Aim of the task:
Which lines in the entries contain the word "blue"? Report every such line in full, counting only matches with the same uppercase and lowercase letters.
------------
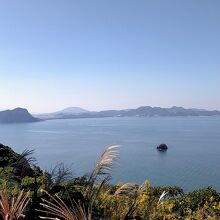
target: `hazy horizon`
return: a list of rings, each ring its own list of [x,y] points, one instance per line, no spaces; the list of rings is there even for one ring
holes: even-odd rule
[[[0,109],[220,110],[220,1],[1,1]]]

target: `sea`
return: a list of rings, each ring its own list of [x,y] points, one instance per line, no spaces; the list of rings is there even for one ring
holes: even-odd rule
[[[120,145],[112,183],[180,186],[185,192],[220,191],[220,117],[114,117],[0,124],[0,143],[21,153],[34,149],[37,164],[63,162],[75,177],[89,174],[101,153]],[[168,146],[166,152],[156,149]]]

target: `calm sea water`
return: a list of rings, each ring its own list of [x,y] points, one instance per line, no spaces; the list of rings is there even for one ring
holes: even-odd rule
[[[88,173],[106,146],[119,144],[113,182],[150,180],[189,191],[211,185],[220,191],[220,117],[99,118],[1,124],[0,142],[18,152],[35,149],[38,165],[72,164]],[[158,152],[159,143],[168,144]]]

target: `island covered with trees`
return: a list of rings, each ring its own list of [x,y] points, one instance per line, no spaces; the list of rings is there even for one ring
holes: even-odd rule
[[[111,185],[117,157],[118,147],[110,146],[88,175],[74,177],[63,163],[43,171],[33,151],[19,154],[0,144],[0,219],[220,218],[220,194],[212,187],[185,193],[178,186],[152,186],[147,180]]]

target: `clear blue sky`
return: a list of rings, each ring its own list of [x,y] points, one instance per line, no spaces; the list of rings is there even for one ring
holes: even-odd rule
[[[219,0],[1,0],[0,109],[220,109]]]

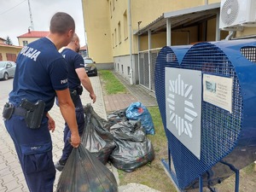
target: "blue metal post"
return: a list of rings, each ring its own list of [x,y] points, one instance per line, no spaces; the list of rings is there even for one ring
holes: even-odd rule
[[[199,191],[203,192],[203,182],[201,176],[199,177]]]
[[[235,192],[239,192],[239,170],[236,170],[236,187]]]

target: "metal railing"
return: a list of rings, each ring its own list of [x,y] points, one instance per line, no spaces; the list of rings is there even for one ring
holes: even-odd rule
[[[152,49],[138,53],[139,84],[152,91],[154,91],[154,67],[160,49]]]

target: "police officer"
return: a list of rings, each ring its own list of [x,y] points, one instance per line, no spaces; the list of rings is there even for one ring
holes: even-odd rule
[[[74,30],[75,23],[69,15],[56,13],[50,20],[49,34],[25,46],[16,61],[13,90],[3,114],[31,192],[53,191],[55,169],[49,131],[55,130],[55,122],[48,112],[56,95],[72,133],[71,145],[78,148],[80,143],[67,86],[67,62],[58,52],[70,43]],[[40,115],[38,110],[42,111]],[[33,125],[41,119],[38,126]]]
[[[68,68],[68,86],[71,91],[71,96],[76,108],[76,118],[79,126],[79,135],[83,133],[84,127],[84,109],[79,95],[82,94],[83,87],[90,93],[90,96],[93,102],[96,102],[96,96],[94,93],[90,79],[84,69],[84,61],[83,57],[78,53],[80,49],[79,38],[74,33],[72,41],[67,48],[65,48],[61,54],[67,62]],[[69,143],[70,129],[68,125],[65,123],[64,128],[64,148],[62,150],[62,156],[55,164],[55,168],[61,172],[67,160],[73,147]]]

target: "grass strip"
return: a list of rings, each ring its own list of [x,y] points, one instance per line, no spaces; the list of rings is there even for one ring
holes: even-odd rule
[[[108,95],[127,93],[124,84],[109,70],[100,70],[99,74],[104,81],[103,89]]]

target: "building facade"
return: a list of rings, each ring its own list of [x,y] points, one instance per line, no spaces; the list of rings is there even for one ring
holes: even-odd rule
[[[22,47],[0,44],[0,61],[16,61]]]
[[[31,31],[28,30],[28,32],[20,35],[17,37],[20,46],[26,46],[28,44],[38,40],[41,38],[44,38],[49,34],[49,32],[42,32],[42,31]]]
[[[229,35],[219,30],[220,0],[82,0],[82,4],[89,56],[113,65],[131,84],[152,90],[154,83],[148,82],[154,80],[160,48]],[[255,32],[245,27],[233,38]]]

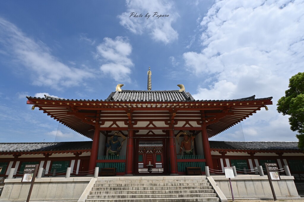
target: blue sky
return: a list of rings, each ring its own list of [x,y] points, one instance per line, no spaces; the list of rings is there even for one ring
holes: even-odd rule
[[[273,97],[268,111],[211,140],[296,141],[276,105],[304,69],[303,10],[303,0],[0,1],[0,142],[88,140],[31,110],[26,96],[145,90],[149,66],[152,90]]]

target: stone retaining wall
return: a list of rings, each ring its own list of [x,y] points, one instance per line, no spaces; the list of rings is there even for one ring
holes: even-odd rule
------------
Exercise result:
target: `clear blue sky`
target: "blue metal post"
target: blue sky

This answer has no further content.